▶ YOUR OBJECTIVE
Output the records again verbatim.

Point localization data
▽
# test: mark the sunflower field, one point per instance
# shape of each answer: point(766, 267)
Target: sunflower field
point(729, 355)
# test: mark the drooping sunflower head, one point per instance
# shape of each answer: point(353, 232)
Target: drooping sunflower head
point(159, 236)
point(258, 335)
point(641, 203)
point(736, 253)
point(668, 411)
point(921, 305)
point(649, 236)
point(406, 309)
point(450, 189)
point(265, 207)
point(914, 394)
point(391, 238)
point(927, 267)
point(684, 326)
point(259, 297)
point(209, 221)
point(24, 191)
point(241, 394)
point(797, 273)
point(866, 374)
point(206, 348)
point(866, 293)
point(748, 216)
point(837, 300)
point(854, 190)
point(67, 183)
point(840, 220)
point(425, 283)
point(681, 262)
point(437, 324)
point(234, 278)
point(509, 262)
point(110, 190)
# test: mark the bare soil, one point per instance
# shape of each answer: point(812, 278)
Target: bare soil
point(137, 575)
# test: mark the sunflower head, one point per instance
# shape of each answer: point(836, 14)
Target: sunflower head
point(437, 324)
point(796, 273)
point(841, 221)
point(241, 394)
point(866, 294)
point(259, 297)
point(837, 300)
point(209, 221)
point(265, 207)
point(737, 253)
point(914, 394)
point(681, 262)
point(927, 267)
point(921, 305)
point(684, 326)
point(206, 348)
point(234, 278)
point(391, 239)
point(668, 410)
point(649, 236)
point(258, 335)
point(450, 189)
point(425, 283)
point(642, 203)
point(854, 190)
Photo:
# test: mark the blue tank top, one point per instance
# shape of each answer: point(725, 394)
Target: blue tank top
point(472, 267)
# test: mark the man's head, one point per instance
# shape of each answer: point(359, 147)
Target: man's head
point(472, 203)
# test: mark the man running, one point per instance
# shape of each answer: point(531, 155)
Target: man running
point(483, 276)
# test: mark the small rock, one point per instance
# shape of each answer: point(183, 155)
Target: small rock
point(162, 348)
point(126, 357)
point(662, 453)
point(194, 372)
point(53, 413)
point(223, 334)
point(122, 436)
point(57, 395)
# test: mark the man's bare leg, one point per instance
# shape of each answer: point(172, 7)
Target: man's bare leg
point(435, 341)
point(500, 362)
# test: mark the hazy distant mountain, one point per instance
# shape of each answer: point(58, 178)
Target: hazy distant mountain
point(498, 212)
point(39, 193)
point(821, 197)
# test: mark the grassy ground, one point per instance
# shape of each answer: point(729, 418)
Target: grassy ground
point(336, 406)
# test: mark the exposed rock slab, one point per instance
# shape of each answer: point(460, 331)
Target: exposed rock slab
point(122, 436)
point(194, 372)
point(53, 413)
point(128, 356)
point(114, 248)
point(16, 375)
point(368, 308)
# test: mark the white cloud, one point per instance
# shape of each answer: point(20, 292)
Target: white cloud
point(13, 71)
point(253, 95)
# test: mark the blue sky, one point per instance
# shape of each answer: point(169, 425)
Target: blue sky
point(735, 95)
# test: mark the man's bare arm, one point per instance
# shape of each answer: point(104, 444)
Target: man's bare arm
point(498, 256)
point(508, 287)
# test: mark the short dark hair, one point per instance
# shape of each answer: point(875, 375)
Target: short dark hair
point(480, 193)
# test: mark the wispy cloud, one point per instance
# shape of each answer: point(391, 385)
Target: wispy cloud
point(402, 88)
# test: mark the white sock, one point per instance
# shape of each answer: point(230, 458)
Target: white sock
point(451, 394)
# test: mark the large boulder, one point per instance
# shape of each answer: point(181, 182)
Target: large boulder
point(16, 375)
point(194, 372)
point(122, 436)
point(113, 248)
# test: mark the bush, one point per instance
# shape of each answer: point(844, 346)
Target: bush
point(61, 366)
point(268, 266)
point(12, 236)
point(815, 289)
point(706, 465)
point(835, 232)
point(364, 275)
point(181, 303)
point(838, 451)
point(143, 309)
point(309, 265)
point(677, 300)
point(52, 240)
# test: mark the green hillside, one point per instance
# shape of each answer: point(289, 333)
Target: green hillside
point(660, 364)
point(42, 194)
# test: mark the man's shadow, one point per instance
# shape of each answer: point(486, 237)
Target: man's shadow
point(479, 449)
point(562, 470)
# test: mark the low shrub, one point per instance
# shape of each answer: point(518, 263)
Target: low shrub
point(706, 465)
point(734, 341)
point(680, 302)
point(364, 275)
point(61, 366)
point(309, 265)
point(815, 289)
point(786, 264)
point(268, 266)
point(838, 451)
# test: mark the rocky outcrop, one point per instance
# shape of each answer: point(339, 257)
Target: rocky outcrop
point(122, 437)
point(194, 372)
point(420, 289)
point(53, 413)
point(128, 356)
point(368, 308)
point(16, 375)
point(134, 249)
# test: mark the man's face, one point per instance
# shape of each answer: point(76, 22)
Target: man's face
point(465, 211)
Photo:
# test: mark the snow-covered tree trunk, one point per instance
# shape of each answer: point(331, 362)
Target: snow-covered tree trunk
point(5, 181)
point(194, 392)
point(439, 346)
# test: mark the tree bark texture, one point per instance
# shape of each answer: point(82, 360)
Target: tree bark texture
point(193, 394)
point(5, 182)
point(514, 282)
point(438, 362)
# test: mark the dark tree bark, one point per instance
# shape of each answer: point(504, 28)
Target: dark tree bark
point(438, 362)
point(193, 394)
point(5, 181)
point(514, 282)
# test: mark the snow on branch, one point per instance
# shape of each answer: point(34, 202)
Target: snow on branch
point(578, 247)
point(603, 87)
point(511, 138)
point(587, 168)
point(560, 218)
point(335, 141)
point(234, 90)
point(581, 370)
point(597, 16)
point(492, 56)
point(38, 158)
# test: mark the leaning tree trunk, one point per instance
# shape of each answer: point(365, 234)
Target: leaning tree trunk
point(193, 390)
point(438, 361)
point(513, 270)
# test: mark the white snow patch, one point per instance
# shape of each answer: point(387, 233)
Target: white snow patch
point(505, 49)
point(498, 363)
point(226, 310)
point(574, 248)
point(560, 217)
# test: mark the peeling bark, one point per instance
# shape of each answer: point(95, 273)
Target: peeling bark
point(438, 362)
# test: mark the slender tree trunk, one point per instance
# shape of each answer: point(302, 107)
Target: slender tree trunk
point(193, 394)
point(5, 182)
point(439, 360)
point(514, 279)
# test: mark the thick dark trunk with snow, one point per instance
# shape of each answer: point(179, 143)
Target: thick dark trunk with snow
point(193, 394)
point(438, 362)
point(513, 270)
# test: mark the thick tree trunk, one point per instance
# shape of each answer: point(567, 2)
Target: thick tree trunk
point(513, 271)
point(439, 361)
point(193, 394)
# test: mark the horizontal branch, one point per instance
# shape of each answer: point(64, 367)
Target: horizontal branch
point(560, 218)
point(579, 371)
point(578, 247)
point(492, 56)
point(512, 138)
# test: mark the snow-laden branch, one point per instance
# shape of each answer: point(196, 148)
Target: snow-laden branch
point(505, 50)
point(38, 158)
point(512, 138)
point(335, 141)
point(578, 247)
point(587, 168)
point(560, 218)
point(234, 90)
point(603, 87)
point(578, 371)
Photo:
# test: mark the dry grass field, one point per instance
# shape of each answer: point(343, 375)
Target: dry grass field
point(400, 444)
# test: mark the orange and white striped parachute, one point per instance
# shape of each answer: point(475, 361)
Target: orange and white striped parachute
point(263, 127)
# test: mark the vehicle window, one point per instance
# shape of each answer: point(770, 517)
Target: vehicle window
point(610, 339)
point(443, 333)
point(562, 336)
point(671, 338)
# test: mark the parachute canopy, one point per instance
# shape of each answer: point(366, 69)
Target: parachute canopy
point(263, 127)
△
▶ SOLUTION FOR THIS TASK
# test: mark the sunflower field, one point per instance
# shape of each answer: point(766, 267)
Target: sunflower field
point(729, 355)
# test: mark the drooping sunflower head, one point per instance
# shape of each answer: point(353, 232)
Target: drooping sunflower head
point(159, 236)
point(258, 335)
point(641, 203)
point(736, 253)
point(668, 411)
point(921, 305)
point(649, 236)
point(406, 309)
point(450, 189)
point(265, 207)
point(914, 394)
point(391, 238)
point(927, 267)
point(684, 326)
point(259, 297)
point(209, 221)
point(24, 191)
point(241, 394)
point(797, 273)
point(866, 374)
point(206, 348)
point(866, 293)
point(748, 216)
point(837, 300)
point(854, 190)
point(67, 183)
point(840, 220)
point(425, 283)
point(681, 262)
point(437, 324)
point(234, 278)
point(509, 262)
point(110, 190)
# test: mark the bare soil, one point per instance
# shape of each answer: point(812, 278)
Target: bare soil
point(137, 575)
# test: mark the sunflower head, one point per instance
# shape of each answer: point(836, 14)
Target: sunflower head
point(437, 324)
point(796, 273)
point(841, 221)
point(241, 394)
point(866, 294)
point(259, 297)
point(837, 300)
point(209, 221)
point(265, 207)
point(737, 253)
point(914, 394)
point(681, 262)
point(927, 267)
point(921, 305)
point(684, 326)
point(206, 348)
point(234, 278)
point(391, 239)
point(668, 410)
point(649, 236)
point(258, 335)
point(450, 189)
point(425, 283)
point(642, 203)
point(854, 190)
Photo:
# test: mark the blue tank top, one point per instance
# shape of each answer: point(725, 394)
Target: blue tank top
point(472, 267)
# test: mark the man's head, one point per instance
# shape of each answer: point(359, 147)
Target: man's head
point(472, 203)
# test: mark the man running, one point per instance
# shape of each answer: point(531, 155)
Target: man running
point(483, 276)
# test: mark the small rock, one point per instance
# shape of each answer: point(183, 155)
Target: small rock
point(162, 348)
point(126, 357)
point(662, 453)
point(194, 372)
point(53, 413)
point(223, 334)
point(122, 436)
point(57, 395)
# test: mark the man's bare leg, one point per instance
# shape of each answer: point(172, 7)
Target: man's bare leg
point(435, 341)
point(500, 362)
# test: mark the hazy distant mountain, one point per instance
# shape of each answer: point(58, 178)
Target: hazy distant mountain
point(498, 212)
point(39, 193)
point(821, 197)
# test: mark the grassy ground, one point per instance
# shape of each answer: point(729, 418)
Target: grassy ground
point(336, 406)
# test: mark the exposed rock slab, one point per instance
# shape of each answer: point(460, 331)
Target: exposed rock slab
point(122, 436)
point(194, 372)
point(53, 413)
point(128, 356)
point(114, 248)
point(16, 375)
point(368, 308)
# test: mark the white cloud, one point per instance
# shape of each answer: point(20, 292)
Target: white cloud
point(13, 71)
point(253, 95)
# test: mark the blue sky, one point per instance
# shape of each answer: point(169, 425)
Target: blue sky
point(735, 95)
# test: mark the man's bare arm, one point per instance
# shape of each answer: point(104, 444)
Target: man's bare arm
point(498, 256)
point(508, 287)
# test: mark the short dark hair, one point per instance
# shape of each answer: point(875, 375)
Target: short dark hair
point(480, 193)
# test: mark the wispy cloud, one point per instance
# shape of each answer: point(391, 385)
Target: wispy cloud
point(402, 88)
# test: mark the white sock, one point per instance
# shape of each answer: point(230, 458)
Target: white sock
point(451, 394)
# test: mark the large boulder, one point per instance
# shape of each answer: point(181, 182)
Target: large boulder
point(16, 375)
point(194, 372)
point(122, 436)
point(113, 248)
# test: mark the bush, one point per instance
# shape of each answer: point(844, 346)
Target: bush
point(61, 366)
point(268, 266)
point(12, 236)
point(815, 289)
point(706, 465)
point(835, 232)
point(364, 275)
point(181, 303)
point(838, 451)
point(143, 309)
point(309, 265)
point(677, 300)
point(52, 240)
# test: mark the green hillside, one point per instance
# shape of each answer: point(289, 333)
Target: green hillside
point(660, 364)
point(42, 194)
# test: mark the man's shadow, one point per instance
# shape of each answer: point(486, 237)
Target: man's shadow
point(479, 449)
point(562, 470)
# test: mark the low shrub, one point per instance
# shape of each answer: point(518, 263)
Target: low shrub
point(706, 465)
point(734, 341)
point(680, 302)
point(364, 275)
point(61, 366)
point(309, 265)
point(815, 289)
point(786, 264)
point(268, 266)
point(838, 451)
# test: mark the rocky outcrop, one point per instance
# shape of each answer: point(339, 257)
Target: rocky outcrop
point(122, 437)
point(194, 372)
point(420, 289)
point(53, 413)
point(128, 356)
point(368, 308)
point(16, 375)
point(134, 249)
# test: mark the man's face, one point per instance
# shape of each answer: point(76, 22)
Target: man's face
point(465, 211)
Photo:
# test: mark the snow-covered tree trunk, one point per instance
# shape of each answer: point(331, 362)
Target: snow-covered tree trunk
point(5, 181)
point(194, 392)
point(439, 346)
# test: mark the tree bark texture, one point per instance
# shape of each answer: point(82, 360)
Target: tree bark texture
point(193, 394)
point(5, 182)
point(514, 282)
point(438, 362)
# test: mark the dark tree bark, one point per instance
# shape of each answer: point(504, 28)
Target: dark tree bark
point(438, 362)
point(193, 394)
point(5, 181)
point(514, 282)
# test: mark the snow on branch, one point per instance
# shape of each answer: point(34, 202)
Target: snow on branch
point(578, 247)
point(603, 87)
point(511, 138)
point(587, 168)
point(560, 218)
point(335, 141)
point(234, 90)
point(581, 370)
point(597, 16)
point(492, 56)
point(38, 158)
# test: mark the leaning tree trunk, one point per instance
# shape of each answer: point(365, 234)
Target: leaning tree trunk
point(193, 390)
point(438, 361)
point(513, 270)
# test: mark the white snow patch, one point per instance
# shape of each answer: point(387, 233)
Target: white snow patch
point(505, 49)
point(498, 363)
point(226, 310)
point(574, 248)
point(560, 217)
# test: mark the peeling bark, one point per instance
# shape of each answer: point(95, 273)
Target: peeling bark
point(438, 362)
# test: mark the slender tree trunk, one point per instance
# shape of each answer: point(302, 107)
Target: slender tree trunk
point(193, 394)
point(5, 182)
point(439, 360)
point(514, 279)
# test: mark the thick dark trunk with snow, one point per instance
# shape of each answer: point(179, 143)
Target: thick dark trunk with snow
point(193, 394)
point(438, 362)
point(513, 270)
# test: mark the thick tree trunk, one point per instance
# shape of each answer: point(567, 2)
Target: thick tree trunk
point(513, 271)
point(439, 361)
point(193, 394)
# test: mark the horizontal branch, one point per instance
# shape of each answer: point(64, 367)
Target: horizontal branch
point(560, 218)
point(579, 371)
point(578, 247)
point(492, 56)
point(512, 138)
# test: mark the snow-laden branch, one point per instance
# shape of each answer: point(196, 148)
Target: snow-laden branch
point(505, 50)
point(38, 158)
point(512, 138)
point(335, 141)
point(578, 247)
point(587, 168)
point(560, 218)
point(234, 90)
point(603, 87)
point(578, 371)
Photo:
# test: mark the dry grass field, one point per instance
# shape of each answer: point(343, 375)
Target: dry grass field
point(400, 444)
# test: mark the orange and white striped parachute, one point per instance
# shape of each answer: point(475, 361)
Target: orange and white striped parachute
point(263, 127)
# test: mark the vehicle window, one point per instance
# shape of each answer: point(770, 517)
Target: vehicle window
point(610, 339)
point(443, 333)
point(562, 336)
point(671, 338)
# test: mark the parachute canopy, one point per instance
# shape of each answer: point(366, 69)
Target: parachute canopy
point(263, 127)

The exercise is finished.